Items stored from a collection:

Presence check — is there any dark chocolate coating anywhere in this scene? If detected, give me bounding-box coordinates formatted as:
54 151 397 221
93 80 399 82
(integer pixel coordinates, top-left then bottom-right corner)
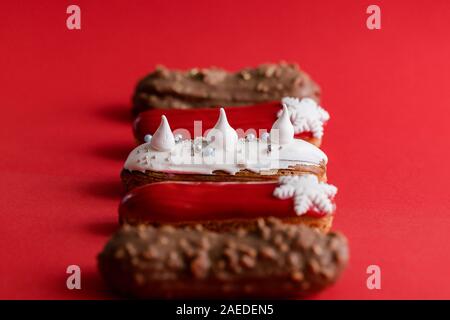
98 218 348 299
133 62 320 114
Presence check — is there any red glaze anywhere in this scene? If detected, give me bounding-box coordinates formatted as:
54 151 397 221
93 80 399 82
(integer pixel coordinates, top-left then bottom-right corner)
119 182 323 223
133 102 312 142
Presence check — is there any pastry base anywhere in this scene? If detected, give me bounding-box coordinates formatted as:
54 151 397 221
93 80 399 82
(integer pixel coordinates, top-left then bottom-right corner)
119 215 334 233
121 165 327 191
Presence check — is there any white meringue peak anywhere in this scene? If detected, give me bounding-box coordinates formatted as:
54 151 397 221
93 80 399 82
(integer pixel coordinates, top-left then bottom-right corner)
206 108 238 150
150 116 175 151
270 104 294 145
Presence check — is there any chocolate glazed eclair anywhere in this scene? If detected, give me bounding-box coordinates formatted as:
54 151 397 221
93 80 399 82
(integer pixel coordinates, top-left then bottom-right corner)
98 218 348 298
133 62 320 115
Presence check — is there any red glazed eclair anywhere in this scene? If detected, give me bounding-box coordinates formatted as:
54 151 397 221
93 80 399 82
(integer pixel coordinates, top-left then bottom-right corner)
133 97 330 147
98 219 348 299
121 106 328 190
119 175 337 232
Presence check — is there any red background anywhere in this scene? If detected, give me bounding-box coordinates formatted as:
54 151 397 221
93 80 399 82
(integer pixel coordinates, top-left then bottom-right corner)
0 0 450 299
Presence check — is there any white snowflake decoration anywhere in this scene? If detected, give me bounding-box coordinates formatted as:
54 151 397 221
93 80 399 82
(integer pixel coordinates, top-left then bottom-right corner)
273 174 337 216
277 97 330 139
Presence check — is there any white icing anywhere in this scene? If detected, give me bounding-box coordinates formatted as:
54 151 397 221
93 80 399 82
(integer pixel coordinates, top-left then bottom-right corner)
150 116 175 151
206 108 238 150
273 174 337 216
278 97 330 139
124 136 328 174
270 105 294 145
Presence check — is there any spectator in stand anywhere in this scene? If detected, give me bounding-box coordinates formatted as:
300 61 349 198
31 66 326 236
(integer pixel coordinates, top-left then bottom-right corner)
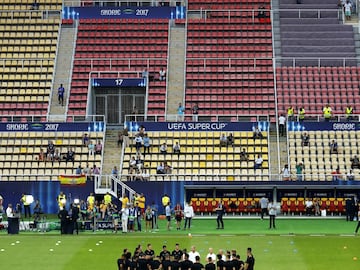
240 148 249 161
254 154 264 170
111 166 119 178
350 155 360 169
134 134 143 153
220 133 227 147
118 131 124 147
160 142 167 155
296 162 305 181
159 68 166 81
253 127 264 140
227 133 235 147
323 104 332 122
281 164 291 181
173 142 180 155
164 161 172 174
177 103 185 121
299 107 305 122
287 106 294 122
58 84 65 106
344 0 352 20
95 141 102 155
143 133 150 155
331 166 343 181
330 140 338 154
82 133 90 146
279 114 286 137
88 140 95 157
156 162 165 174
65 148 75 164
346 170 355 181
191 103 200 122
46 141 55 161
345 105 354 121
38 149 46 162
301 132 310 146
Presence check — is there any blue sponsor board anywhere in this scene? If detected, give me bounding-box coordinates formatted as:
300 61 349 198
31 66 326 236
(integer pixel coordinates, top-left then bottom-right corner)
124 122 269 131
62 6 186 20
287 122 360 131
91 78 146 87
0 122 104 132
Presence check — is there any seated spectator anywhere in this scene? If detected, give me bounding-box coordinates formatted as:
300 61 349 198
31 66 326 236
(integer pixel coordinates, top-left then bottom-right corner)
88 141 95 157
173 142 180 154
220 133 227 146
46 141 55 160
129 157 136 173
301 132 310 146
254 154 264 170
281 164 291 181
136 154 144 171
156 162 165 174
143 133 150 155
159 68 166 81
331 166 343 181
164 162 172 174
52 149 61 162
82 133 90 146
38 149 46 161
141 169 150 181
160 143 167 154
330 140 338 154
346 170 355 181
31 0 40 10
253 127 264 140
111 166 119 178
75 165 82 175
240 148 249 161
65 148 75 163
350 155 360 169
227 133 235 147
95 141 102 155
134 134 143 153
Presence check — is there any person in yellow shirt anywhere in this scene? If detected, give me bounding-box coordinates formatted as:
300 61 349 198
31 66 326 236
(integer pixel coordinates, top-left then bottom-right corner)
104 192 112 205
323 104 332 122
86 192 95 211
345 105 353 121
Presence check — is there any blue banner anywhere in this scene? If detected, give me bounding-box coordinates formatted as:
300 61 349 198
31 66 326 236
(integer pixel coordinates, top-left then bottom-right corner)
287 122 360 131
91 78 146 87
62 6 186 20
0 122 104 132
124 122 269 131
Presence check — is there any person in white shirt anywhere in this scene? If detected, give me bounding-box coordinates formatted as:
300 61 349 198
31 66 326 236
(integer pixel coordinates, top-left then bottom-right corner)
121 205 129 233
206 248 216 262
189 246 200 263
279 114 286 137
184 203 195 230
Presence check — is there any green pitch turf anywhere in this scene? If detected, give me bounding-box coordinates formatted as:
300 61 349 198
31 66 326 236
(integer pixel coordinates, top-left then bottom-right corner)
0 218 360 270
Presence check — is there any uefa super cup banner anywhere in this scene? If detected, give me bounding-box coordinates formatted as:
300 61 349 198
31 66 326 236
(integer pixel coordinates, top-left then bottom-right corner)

**What to do**
Please quote all of the data above word for word, leaving out the pictures.

**Task result**
Presence check — is there any dark chocolate coating anywhere in this scene? If detected, give me bounding-box coordinates formatted as:
54 151 397 221
93 80 399 82
(integer pixel coordinates, top-left then bottom-right corner)
98 218 348 299
133 62 320 114
Presence check — is there any red glaze anywhere in this scene? If detected, give me bounding-box coordinates formatted as:
54 151 397 221
93 80 399 82
(integer pixel coordinates, top-left then bottom-right corner)
119 182 323 223
133 102 312 142
Presence check — is there any pastry base anywhere in this scene? If detected, give me bounding-box coordinates formatted as:
54 151 397 221
93 80 399 82
(integer pixel coordinates, top-left then bottom-right corner)
119 215 334 233
121 165 327 191
Presence check — is there any white meringue peak anywhere in this scene? If detected, give me bounding-box coordinates formatted as:
54 151 397 221
93 80 399 82
(integer pixel coordinates, top-left then bottom-right corner)
206 108 238 150
150 116 175 151
270 104 294 145
Presence check — is there any chocolate glazed eclair anywhere in this scene? If detected, give me bounding-box coordinates formatted as:
54 151 397 221
93 80 399 82
(integer pixel coordinates, top-left then bottom-right corner)
98 218 348 298
133 62 320 115
Presence check — is there any red glazed eclair anywhere in this scene? If detected, give me bounding-box coordinates formatted as:
54 151 397 221
93 80 399 82
(integer pixel coordinates, top-left then bottom-right corner)
133 97 330 147
98 219 348 299
121 106 328 190
119 175 337 232
Presence check — is there any red background anywhere in this scene? If detected, give me bounding-box coordinates formatted as:
54 151 397 221
93 80 399 82
(integer pixel coordinates, top-left then bottom-right corner)
0 0 450 299
Presence check — is there any white snowflake decoration anywhere in this scene? If detected, give me bounding-box coordinates formatted as:
54 151 397 221
93 80 399 82
(integer pixel coordinates, top-left then bottom-right corner)
273 174 337 216
277 97 330 139
Presence check — is there any white icing anywhere in this scene? If detected, give me bounding-box coordinates formatted as:
54 151 397 221
93 80 399 82
(integer pixel coordinates, top-left then bottom-right corner)
150 116 175 151
206 108 238 150
273 174 337 216
278 97 330 139
124 136 328 174
270 105 294 145
Presence check — is there any spectator in stand anywhere in this scene? If detected, give me bounding-box coordinates formatted as:
300 61 349 198
31 66 326 236
(integer pixel coordinates, top-left then bottom-right corner)
240 148 249 161
254 154 264 170
111 166 119 178
350 155 360 169
134 134 143 153
220 133 227 147
118 131 124 147
160 142 167 155
296 162 305 181
159 68 166 81
253 127 264 140
227 133 235 147
323 104 332 122
281 164 291 181
173 142 180 155
164 161 172 174
177 103 185 121
299 107 305 122
287 106 294 122
58 84 65 106
344 0 352 20
95 141 102 155
143 133 150 155
331 166 343 181
330 140 338 154
82 133 90 146
279 114 286 137
88 140 95 157
156 162 165 174
65 148 75 164
346 170 355 181
191 103 200 122
46 141 55 161
345 105 354 121
38 149 46 162
301 132 310 146
Presence check — is there any blue sponsor board anywhere in this scene? If detected, give me bounding-box coordinates formatted as:
300 61 349 198
31 66 326 236
(integer pixel coordinates, top-left then bottom-right corner)
124 122 269 131
62 6 186 20
287 122 360 131
91 78 146 87
0 122 104 132
Presence check — is there any seated spectator anywhere in this scene? If detected, give me bounding-box coordinates formatted as:
300 61 349 198
31 66 326 236
(integer pixel coordinates, top-left then bottom-right corner)
88 141 95 157
173 142 180 154
220 133 227 146
46 141 55 160
129 157 136 173
301 132 310 146
254 154 264 170
281 164 291 181
136 154 144 171
156 162 165 174
143 133 150 155
159 68 166 81
331 166 343 181
164 162 172 174
52 149 61 162
82 133 90 146
38 149 46 161
141 169 150 181
160 143 167 154
330 140 338 154
346 170 355 181
31 0 40 10
253 127 264 140
111 166 119 178
75 165 82 175
240 148 249 161
65 148 75 163
350 155 360 169
227 133 235 147
95 141 102 155
134 134 143 153
Presence check — is there any person in yellow shirt anywhere in this scene? If detected, give me bounding-box coordinates formatted as:
300 61 349 198
31 66 326 236
(integer pixel coordinates, top-left then bottom-right corner)
104 192 112 205
323 104 332 122
86 192 95 211
345 105 353 121
Presence check — is there any blue banner anywhere in this scene? If detected, give me bounding-box coordinates formatted as:
300 61 349 198
31 66 326 236
(integer pixel coordinates, top-left then bottom-right corner)
287 122 360 131
91 78 146 87
62 6 186 20
0 122 104 132
124 122 269 131
Presence check — is there any person in white shirt anywhere in this scene? If detected, give me bounding-box coordinates formatted as:
300 61 349 198
31 66 326 236
(integer pixel coordinates, top-left then bottom-right corner)
121 205 129 233
206 248 216 262
189 246 200 263
279 114 286 137
184 203 195 230
Presence check — is there any green pitch turf anywhere in this scene? If detected, give me bounding-box coordinates formatted as:
300 61 349 198
31 66 326 236
(integer pixel coordinates, top-left then bottom-right corner)
0 218 360 270
Presence check — is there any uefa super cup banner anywhere in this scene? If detected, give me bounding-box coordinates formatted as:
300 61 349 198
31 66 326 236
(integer pixel coordinates, top-left then bottom-right corner)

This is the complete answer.